PROBLEM TO WORK ON:
If a line of the records contains the string "white", copy it out.

[Items from a dataset]
______

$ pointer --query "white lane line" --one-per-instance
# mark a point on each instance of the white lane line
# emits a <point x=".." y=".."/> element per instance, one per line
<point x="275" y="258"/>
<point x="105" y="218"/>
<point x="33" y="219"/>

______

TASK RESPONSE:
$ pointer --query "white lane line" --one-per-instance
# mark a point on each instance of the white lane line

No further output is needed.